• _Exercise instructions_: Identify every line in the records below that contains the string "cross", and copy each of those lines.
start Exercise inputs
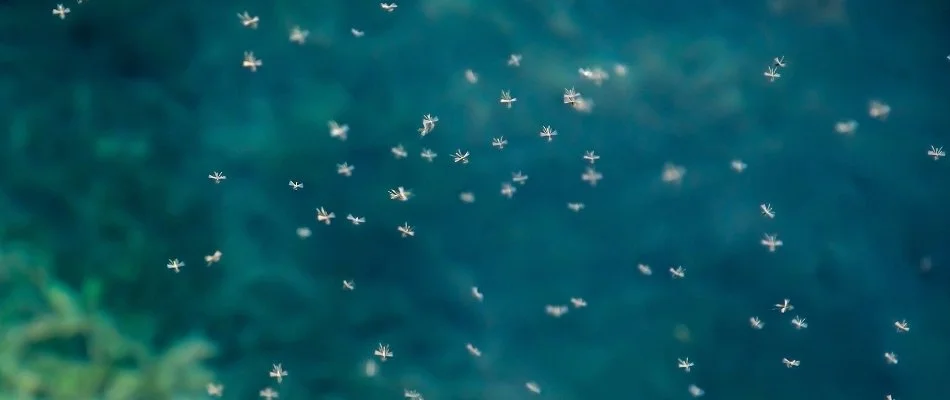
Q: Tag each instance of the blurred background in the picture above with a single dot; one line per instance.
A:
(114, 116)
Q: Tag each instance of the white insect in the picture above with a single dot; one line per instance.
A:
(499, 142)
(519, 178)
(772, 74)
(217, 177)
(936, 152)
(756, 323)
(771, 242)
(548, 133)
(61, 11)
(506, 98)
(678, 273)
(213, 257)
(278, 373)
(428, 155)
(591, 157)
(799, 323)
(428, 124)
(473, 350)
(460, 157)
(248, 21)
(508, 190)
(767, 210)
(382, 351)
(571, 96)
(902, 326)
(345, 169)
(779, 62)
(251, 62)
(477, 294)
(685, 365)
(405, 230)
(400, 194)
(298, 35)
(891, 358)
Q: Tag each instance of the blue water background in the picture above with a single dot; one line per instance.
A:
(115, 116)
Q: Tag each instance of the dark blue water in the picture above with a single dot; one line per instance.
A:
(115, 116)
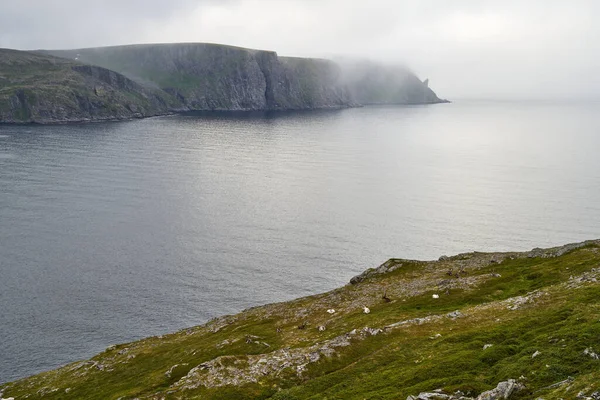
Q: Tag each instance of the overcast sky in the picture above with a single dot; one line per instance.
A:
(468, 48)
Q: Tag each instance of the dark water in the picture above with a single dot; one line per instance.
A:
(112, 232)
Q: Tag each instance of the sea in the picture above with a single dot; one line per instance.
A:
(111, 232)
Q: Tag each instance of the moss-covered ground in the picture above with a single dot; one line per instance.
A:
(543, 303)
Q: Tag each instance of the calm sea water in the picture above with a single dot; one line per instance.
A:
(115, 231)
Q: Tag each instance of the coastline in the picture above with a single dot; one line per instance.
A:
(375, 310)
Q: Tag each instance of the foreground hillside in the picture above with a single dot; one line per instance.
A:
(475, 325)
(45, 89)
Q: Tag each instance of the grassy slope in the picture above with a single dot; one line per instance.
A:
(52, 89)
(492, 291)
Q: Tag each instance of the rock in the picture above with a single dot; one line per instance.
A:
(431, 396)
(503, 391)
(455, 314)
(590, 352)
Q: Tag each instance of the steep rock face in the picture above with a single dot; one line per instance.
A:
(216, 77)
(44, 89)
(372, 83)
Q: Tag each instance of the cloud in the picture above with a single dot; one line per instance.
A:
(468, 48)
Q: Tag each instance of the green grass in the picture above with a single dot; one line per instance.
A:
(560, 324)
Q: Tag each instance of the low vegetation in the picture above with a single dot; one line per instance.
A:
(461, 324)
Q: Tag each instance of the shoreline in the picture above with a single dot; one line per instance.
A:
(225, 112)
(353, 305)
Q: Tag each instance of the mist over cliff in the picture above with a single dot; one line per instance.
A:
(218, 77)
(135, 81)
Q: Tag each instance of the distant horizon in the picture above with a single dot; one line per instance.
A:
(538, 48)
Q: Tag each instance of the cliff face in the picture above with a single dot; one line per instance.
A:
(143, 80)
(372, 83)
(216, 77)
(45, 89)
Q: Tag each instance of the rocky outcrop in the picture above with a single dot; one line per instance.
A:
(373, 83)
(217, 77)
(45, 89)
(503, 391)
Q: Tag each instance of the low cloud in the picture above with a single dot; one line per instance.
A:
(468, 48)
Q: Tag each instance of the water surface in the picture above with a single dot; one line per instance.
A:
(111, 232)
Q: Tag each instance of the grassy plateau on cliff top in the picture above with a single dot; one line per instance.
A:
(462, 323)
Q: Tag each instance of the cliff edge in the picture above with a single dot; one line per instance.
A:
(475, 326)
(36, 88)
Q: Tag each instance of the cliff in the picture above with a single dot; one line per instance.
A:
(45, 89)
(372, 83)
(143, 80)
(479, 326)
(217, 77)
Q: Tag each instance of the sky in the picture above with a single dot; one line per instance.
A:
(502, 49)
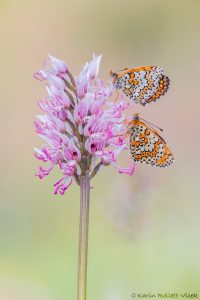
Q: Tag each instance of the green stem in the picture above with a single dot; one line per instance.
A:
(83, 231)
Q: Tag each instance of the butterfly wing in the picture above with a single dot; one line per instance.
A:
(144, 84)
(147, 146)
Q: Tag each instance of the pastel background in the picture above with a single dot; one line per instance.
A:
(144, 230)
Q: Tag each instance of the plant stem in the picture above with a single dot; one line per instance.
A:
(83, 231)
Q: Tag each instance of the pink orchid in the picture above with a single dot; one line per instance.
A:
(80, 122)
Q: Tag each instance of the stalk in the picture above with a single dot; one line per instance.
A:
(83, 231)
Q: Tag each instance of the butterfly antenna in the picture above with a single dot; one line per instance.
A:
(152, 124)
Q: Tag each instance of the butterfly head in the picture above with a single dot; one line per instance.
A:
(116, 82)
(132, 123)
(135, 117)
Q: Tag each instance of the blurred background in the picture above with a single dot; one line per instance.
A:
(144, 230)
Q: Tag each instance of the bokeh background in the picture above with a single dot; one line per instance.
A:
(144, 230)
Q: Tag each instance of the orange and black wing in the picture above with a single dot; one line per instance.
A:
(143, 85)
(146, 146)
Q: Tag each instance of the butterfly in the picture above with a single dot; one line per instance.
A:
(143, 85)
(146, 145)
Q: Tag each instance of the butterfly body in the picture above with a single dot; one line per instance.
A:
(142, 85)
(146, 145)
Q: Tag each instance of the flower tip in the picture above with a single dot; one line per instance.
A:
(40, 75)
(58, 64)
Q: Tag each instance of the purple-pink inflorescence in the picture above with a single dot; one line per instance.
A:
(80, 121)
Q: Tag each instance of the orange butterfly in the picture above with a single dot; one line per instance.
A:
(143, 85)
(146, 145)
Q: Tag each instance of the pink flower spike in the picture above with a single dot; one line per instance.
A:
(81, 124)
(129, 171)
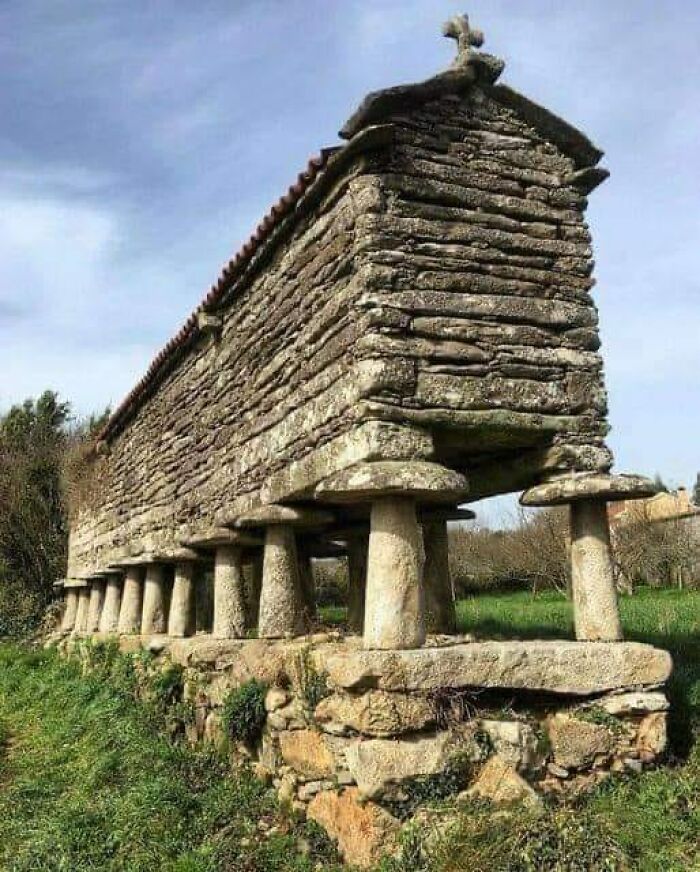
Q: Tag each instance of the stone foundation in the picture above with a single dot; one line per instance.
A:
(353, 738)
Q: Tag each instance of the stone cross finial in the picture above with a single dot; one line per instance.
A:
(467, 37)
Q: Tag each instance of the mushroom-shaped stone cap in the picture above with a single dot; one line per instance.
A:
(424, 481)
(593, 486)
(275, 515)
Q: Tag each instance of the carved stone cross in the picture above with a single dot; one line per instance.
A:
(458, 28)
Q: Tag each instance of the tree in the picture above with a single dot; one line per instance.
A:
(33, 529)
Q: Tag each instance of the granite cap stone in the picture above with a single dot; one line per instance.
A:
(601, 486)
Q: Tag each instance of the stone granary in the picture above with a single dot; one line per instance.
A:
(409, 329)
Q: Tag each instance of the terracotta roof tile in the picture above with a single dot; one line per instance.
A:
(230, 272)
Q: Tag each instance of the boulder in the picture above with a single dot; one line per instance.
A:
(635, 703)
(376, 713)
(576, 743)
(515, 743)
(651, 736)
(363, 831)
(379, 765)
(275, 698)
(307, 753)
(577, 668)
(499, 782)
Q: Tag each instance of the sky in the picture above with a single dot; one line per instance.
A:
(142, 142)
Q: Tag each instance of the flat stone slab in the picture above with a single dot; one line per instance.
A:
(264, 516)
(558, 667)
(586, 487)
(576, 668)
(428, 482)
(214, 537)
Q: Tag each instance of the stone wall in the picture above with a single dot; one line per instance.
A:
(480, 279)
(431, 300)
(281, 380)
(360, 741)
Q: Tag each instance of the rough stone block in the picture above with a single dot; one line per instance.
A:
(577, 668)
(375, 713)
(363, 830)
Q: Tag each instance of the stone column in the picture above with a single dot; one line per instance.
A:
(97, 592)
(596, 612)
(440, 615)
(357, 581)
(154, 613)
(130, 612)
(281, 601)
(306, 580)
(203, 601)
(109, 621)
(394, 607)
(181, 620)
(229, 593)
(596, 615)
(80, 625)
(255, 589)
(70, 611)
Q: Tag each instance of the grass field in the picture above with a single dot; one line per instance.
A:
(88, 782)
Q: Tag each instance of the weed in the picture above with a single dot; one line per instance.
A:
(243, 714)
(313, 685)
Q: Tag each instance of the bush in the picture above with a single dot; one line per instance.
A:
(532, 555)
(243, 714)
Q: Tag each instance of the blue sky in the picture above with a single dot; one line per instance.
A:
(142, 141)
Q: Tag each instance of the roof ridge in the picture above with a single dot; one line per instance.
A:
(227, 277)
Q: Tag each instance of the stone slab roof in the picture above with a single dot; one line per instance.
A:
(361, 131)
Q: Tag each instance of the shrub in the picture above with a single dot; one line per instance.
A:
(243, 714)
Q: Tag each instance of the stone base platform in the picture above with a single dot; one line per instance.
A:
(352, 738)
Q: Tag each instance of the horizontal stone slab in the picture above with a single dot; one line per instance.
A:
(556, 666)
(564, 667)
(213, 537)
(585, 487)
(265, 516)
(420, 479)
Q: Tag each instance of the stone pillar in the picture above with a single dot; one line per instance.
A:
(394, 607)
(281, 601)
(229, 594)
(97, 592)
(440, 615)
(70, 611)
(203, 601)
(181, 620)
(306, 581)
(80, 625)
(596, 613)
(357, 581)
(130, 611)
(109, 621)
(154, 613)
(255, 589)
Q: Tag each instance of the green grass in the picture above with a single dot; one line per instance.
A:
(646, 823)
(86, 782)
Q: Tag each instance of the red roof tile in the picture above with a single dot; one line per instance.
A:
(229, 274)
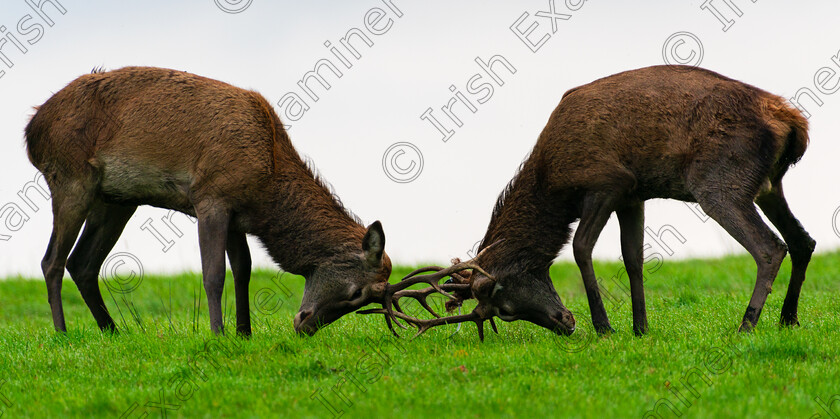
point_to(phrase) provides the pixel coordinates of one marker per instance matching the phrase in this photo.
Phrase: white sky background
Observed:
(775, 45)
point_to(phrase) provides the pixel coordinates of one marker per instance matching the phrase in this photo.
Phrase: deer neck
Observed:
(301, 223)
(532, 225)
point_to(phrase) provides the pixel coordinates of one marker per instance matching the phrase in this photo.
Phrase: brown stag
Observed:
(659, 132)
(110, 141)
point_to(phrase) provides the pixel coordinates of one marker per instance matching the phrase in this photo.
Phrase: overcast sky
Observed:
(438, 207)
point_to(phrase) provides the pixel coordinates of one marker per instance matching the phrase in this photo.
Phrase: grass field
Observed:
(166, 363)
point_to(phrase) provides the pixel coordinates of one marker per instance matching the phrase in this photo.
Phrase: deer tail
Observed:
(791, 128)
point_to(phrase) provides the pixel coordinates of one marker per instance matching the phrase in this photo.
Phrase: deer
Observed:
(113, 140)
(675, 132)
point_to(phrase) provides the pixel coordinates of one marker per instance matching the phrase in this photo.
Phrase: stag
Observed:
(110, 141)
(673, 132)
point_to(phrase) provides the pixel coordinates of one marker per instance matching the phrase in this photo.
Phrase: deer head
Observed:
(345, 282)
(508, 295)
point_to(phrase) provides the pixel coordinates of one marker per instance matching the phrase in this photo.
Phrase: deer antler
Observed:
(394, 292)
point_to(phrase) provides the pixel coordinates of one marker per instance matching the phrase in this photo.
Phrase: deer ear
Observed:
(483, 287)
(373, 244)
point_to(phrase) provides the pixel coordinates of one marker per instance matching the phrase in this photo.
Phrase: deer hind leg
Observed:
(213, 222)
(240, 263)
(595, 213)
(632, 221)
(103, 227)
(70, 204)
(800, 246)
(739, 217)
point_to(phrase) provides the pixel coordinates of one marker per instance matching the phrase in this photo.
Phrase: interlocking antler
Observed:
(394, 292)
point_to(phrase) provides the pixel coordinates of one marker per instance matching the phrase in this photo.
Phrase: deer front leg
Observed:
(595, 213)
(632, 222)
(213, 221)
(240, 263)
end Exercise inputs
• _Result of this exercise_:
Q: Tag each instance of the stone cross finial in the picture above with a single dot; one line per instance.
Q: Tag each instance of the carved stone cross in the picture above with a single dot; one line per instance.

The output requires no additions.